Jusque-là, la Conférence des Chefs d’Etat de l’Union africaine est restée de marbre face à la situation au Burundi dont la crise politique perdure depuis plus de 22 mois. Qui oserait jeter la première pierre au président burundais Pierre NKurunziza, si l’on sait que la quasi-totalité des Chefs d’Etat africains ont brisé le sceau de la limitation constitutionnelle des mandats dans leur propre pays alors que d’autres s’apprêtent à leur emboiter le pas.
Cette incurie des instances dirigeantes de l’Union Africaine a fini par jeter le dépit au sein de la communauté internationale, qui n’a réellement plus assez d’espoir pour démocratiser le continent. Face à la démission des grandes puissances et le recul du fameux droit à l’ingérence qui avait fleuri il y a quelques années, et qui constituait une véritable épée de Damoclès suspendue sur la tête des dictatures africaines, c’est le retour aux mandats à l’infini.
Alors que l’Amérique de Trump semble s’être engagé dans une longue hibernation, cultivant le repli sur soi, et que l’Europe se barricade face au terrorisme et à la vague d’immigrés clandestins, la bride est désormais lâchée aux dictateurs africains, dont l’ardeur pour les règnes interminables a été stoppée pendant quelques années par le rôle de gendarme de la démocratie que certaines puissances occidentales s’étaient arrogées.

Extraits d'un jeu de données d'annotation par points:

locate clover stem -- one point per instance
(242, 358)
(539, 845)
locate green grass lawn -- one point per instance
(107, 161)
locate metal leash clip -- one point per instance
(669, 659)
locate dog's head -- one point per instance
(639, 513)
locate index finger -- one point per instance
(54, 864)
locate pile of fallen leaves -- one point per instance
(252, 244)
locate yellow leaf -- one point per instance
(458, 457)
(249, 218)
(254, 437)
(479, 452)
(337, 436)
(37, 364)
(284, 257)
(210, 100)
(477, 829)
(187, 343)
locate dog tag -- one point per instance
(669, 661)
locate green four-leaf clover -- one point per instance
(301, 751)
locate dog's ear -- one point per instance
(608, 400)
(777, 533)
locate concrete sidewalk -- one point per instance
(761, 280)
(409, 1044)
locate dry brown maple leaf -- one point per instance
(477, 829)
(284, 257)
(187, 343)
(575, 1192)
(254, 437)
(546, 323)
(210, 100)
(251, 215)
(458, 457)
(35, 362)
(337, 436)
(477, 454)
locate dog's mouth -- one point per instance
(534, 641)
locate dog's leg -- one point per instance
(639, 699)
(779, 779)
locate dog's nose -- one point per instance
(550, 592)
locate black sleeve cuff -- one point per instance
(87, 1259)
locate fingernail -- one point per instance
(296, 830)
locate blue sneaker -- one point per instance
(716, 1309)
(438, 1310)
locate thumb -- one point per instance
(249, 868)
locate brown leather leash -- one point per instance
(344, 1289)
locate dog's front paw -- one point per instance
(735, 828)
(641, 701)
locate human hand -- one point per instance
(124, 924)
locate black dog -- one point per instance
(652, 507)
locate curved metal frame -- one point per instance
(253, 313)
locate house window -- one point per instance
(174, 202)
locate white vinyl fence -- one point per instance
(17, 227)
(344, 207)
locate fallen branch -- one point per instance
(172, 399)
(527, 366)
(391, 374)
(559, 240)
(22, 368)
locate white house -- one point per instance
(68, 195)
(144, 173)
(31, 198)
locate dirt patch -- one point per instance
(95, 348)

• CONSIGNE:
Reprenez le texte sur l'Union africaine et la crise au Burundi, puis prolongez-le après sa dernière phrase.

• CORRIGÉ:
C’est dans ce contexte que peut s’expliquer le revirement spectaculaire qui est en train de s’opérer en Mauritanie. Entre les déclarations intempestives de Mohamed Abdel Aziz il y a quelques mois, sur son engagement à respecter la Constitution et à quitter le pouvoir en 2019, et la campagne menée tambour battant ces jours-ci par ses lieutenants pour un 3ème mandat, quelque chose s’est passé.
Et ce quelque chose, c’est l’impunité dont jouissent les Chefs d’Etat africains qui ont décidé de s’incruster en faisant sauter les verrous limitatifs des mandats contenus dans la Constitution de leur pays. Cela a réussi à Deniss Sassou NGuessou du Congo Brazzaville, à Joseph Kabila du RD Congo, à Paul Kagamé du Rwanda, à Nkurunziza du Burundi, à Idriss Deby Itno du Tchad, à Paul Biya du Cameroun…Pourquoi pas Mohamed Ould Abdel Aziz de la Mauritanie ?
Le Premier ministre l’a bien déclaré «ce pouvoir-là ne quittera pas en 2019 ». Le président du parti UPR Mohamed Ould Maham l’a explicité, en lançant une vaste campagne pour demander aux «Mauritaniens de ne pas lâcher Mohamed Abdel Aziz» et que ce dernier ne partira pas, concluant par ses propos «les urnes seuls trancheront». Plus récemment, le ministre porte-parole du gouvernement a enfoncé le clou en soutenant que le président Aziz n’a pas encore pris une décision définitive par rapport au 3ème mandat.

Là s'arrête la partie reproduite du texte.